> Problem set
(A) Answer these questions about the passage on non-surgical ACL treatment, one line each:
(i) On what three factors do doctors base the decision about non-surgical treatment?
(ii) Which anti-inflammatory drug is named as an example?
(iii) What has research not found knee braces to do?
(B) Write the next part of the passage on non-surgical ACL treatment, picking up after its final sentence.

===== Excerpted passage =====

Some people may choose not to have surgery to repair their damaged ACL, or they may not be suited for surgery.

Doctors at UPMC Sports Medicine's ACL Program will decide if non-surgical treatment is right for you based on:

  • The type and extent of your ACL injury.
  • Any damage to surrounding tissues.
  • Your age and lifestyle.

Your UPMC Sports Medicine knee surgeon can guide you in deciding on ACL injury treatment. He or she will talk to you about the potential pros and cons of a non-surgical approach to your ACL injury.

For minor ACL injuries, protective braces and physical therapy to strengthen the muscles around the knee may be enough.

To treat a minor ACL tear, your doctor may suggest that you:

  • Apply ice to the knee a few times a day.
  • Prop the knee above the level of your heart.
  • Compress the knee with a bandage or wrap.
  • Reduce or stop activity for several weeks.
  • Take anti-inflammatory drugs — such as ibuprofen — to lessen swelling and speed up recovery.

While knee braces can provide extra support, research hasn't found them to prevent an ACL injury or reinjury.

===== Source material =====

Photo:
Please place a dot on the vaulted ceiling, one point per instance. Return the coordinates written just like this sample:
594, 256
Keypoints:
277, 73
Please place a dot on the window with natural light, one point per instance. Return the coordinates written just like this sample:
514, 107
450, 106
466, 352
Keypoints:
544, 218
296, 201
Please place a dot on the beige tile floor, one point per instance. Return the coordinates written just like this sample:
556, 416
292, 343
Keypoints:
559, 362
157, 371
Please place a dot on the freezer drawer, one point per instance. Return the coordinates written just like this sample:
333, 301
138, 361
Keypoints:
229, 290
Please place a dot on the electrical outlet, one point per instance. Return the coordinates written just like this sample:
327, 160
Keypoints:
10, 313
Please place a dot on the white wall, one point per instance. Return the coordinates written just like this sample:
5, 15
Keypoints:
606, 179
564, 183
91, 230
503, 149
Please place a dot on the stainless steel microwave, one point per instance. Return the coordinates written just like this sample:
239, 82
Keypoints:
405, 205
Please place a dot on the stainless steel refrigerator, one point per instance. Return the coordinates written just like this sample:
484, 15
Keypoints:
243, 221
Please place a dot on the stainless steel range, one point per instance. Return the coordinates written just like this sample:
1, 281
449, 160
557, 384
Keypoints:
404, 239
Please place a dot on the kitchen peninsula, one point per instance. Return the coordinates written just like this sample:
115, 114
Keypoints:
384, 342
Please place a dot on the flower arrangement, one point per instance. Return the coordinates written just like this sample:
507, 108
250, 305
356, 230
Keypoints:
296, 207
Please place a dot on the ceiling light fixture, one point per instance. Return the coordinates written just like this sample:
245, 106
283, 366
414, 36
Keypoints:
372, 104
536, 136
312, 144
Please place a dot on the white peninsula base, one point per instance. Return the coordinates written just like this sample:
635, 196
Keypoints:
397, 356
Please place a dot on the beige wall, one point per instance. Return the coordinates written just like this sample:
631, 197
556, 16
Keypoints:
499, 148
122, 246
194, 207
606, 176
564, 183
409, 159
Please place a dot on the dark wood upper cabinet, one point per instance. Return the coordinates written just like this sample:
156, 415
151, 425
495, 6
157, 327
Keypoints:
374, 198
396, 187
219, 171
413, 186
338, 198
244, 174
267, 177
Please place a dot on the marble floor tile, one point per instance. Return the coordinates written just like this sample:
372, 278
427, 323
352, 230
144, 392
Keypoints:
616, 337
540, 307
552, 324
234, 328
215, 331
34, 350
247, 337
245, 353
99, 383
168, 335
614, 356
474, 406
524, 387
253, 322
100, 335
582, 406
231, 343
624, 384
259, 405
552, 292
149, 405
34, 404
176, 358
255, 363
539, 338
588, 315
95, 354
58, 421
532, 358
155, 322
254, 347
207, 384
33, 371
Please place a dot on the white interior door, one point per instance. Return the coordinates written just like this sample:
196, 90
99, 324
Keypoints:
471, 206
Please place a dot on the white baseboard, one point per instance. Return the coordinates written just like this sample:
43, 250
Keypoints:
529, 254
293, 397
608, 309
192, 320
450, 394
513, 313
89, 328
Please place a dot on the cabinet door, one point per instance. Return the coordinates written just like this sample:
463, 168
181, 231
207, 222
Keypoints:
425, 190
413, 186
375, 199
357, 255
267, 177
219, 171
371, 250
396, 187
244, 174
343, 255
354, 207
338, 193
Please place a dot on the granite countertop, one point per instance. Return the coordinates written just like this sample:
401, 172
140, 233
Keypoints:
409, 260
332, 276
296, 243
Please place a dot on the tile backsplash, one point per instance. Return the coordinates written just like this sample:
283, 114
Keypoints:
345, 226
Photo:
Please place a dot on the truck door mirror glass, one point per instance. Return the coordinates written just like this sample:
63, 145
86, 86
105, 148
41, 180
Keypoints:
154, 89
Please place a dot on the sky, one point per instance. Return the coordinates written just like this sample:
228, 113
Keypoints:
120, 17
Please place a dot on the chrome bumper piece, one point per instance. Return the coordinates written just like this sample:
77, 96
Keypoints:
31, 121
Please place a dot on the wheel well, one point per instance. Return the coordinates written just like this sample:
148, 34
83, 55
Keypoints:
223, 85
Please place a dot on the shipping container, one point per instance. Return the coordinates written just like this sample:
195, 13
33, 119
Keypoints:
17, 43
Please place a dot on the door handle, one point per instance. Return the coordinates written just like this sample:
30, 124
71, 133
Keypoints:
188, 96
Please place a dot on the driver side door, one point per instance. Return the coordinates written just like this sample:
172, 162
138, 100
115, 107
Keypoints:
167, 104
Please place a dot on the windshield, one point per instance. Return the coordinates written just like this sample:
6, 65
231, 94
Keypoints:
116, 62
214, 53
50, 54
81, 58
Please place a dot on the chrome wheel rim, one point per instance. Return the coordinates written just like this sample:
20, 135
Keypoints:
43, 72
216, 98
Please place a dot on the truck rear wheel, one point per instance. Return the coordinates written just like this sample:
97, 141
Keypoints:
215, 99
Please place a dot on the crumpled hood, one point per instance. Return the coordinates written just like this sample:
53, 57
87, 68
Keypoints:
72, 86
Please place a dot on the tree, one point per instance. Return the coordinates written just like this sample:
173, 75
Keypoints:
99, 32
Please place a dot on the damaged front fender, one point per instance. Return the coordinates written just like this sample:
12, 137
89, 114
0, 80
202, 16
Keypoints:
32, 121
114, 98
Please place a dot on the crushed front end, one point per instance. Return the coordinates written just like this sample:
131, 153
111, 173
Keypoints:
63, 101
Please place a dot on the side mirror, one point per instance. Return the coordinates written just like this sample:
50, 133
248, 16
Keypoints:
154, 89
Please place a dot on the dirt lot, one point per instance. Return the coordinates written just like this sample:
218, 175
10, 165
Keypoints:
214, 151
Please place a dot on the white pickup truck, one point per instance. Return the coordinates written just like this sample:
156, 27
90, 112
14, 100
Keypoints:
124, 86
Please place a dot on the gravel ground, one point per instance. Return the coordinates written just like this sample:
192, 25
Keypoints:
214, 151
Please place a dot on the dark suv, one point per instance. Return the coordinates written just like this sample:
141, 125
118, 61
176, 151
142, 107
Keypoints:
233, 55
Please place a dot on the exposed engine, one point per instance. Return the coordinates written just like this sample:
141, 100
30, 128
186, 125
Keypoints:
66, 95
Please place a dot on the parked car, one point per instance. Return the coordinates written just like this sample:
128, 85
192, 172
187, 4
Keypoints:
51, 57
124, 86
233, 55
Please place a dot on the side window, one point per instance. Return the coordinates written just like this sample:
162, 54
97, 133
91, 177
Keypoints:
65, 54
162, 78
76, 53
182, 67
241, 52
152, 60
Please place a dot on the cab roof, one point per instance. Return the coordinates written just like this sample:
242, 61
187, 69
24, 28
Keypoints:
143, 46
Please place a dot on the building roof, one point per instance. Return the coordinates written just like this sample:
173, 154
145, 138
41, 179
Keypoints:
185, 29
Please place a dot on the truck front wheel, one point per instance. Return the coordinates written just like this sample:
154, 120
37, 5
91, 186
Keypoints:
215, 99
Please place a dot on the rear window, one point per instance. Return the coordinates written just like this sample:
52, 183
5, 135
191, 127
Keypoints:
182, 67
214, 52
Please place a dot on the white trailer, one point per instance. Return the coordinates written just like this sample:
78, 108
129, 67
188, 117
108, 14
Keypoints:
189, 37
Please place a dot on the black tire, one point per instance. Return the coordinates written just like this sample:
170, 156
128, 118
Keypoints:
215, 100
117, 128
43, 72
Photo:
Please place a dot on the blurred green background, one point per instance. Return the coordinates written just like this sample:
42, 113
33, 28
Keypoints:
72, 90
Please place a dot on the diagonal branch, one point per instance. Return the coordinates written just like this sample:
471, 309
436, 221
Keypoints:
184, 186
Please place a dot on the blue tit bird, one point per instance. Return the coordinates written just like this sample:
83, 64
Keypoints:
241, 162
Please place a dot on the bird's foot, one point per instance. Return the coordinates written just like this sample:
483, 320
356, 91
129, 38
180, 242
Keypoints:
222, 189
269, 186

=====
===== Source material =====

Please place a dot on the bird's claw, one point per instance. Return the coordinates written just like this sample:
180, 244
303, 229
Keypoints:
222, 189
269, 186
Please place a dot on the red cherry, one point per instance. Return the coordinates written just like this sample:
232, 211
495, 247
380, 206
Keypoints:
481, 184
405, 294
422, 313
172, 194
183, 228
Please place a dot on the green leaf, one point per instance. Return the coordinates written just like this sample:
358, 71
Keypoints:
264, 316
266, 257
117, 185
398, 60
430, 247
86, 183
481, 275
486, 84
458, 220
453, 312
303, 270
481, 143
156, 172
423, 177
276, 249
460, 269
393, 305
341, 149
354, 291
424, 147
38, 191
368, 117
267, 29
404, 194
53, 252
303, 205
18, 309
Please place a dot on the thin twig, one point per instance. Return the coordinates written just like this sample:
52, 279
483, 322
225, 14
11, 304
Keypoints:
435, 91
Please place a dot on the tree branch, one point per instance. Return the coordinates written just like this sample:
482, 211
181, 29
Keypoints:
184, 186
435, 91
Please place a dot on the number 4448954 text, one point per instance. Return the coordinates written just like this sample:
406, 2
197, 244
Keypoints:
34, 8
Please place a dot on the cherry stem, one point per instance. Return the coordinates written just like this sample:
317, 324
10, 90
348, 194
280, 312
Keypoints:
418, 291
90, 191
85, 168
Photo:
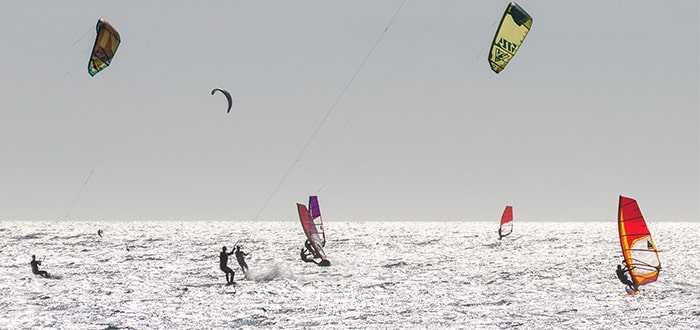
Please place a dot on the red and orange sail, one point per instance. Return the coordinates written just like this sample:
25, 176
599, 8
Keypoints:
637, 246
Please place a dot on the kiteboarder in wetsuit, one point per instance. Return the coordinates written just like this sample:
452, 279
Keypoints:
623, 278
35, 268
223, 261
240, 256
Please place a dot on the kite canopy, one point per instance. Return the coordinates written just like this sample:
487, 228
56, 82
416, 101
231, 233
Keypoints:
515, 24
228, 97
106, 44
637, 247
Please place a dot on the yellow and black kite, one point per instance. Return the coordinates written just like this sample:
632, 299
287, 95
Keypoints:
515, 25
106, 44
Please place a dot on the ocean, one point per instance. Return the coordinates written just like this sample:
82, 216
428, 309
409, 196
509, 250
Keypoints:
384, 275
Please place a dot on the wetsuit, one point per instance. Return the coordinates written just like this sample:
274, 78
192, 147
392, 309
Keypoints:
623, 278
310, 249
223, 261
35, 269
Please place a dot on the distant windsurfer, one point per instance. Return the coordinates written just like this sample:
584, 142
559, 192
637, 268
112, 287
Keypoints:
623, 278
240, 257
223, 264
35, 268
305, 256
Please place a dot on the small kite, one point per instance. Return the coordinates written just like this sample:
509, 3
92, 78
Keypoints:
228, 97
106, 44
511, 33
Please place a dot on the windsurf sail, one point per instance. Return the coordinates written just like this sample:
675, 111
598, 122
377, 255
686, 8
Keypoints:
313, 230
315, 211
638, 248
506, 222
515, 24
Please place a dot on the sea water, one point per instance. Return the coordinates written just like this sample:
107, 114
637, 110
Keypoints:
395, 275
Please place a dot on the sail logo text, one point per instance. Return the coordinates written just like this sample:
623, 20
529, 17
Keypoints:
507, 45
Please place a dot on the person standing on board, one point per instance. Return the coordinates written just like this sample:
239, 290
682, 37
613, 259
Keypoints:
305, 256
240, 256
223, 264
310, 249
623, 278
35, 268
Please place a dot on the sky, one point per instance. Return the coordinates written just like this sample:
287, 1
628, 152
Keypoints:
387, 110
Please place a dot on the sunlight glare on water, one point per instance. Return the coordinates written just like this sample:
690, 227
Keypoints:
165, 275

=====

> Response list
(A)
(i) The type and extent of the ACL injury, any damage to surrounding tissues, and the person's age and lifestyle.
(ii) Ibuprofen.
(iii) Prevent an ACL injury or reinjury.

(B)
How Long Will It Take for My ACL Injury to Heal?

How long you'll need treatment will vary based on the extent of your ACL injury and how well your body heals. Everyone is unique and heals at different rates.

Trying to do too much before your body is ready can lead to new injuries. It can also cause possible long-term problems like osteoarthritis or degenerative joint disease.

If non-surgical treatments don't work or don't give your knee the stability you need, ACL surgery may be a better choice.

Discuss your treatment options and goals with your UPMC Sports Medicine care team. They can help you decide the proper treatment to get you back to your normal routine, quickly and safely.